- [Set of tasks]
• 1. Revise the text on counting records from "This also works" through "from one domain.", inclusive, replacing "summary records" with "aggregate records".
• 2. Answer these questions using the text on counting records:
(a) According to the text, what do you have if your cache fails?
(b) Why would you query all domains in parallel?
(c) How much greater is the new version number than that of the value being updated?

- [Text provided]
--- Start ---

This also works well across multiple domains even if you keep your summary records with the hit records, you can pull the summary records from all your domains simultaneously and then issue your queries to all domains in parallel. The reason to do this is if you need higher throughput for a key than what you can get from one domain.
This works well with caching. If your cache fails you have an authoritative backup.
The time will come where someone wants to go back and edit / remove / add a record that has an old 'Timestamp' value. You will have to update your summary record (for that domain) at that time or your counts will be off until you recompute that summary.
This will give you a count that is in sync with the data currently viewable within the consistency window. This won't give you a count that is accurate up to the millisecond.
The Hard Way
The other way way is to do the normal read - increment - store mechanism but also write a composite value that includes a version number along with your value. Where the version number you use is 1 greater than the version number of the value you are updating.

--- End ---

(Bounding box annotation entries)
--- Start ---

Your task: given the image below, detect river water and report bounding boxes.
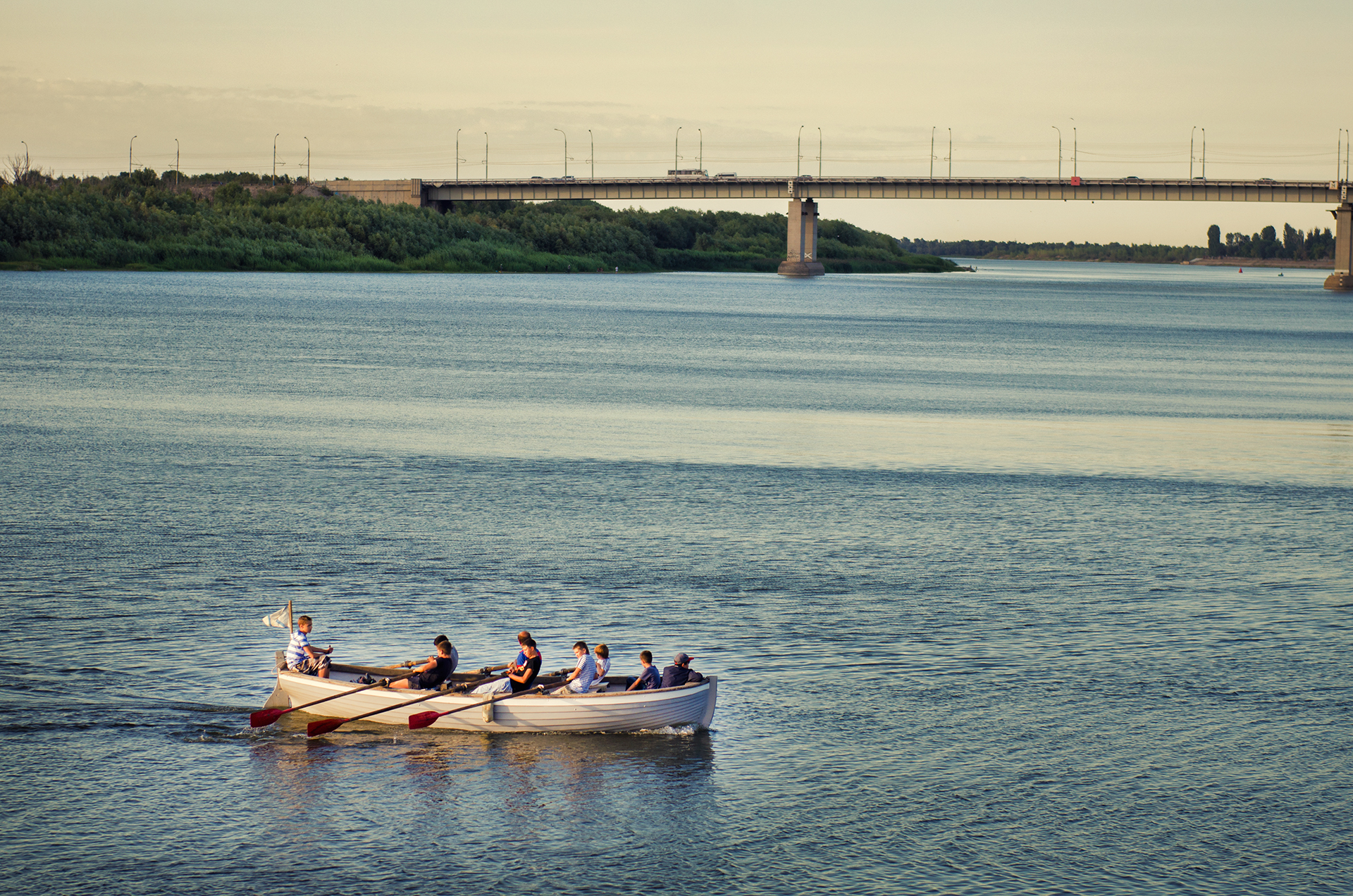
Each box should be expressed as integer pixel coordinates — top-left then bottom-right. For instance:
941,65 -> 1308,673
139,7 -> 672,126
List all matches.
0,263 -> 1353,896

--- End ---

- [Replies]
• 1.
This also works well across multiple domains even if you keep your aggregate records with the hit records, you can pull the aggregate records from all your domains simultaneously and then issue your queries to all domains in parallel. The reason to do this is if you need higher throughput for a key than what you can get from one domain.

• 2.
(a) An authoritative backup.
(b) To get higher throughput for a key than one domain can provide.
(c) It is 1 greater.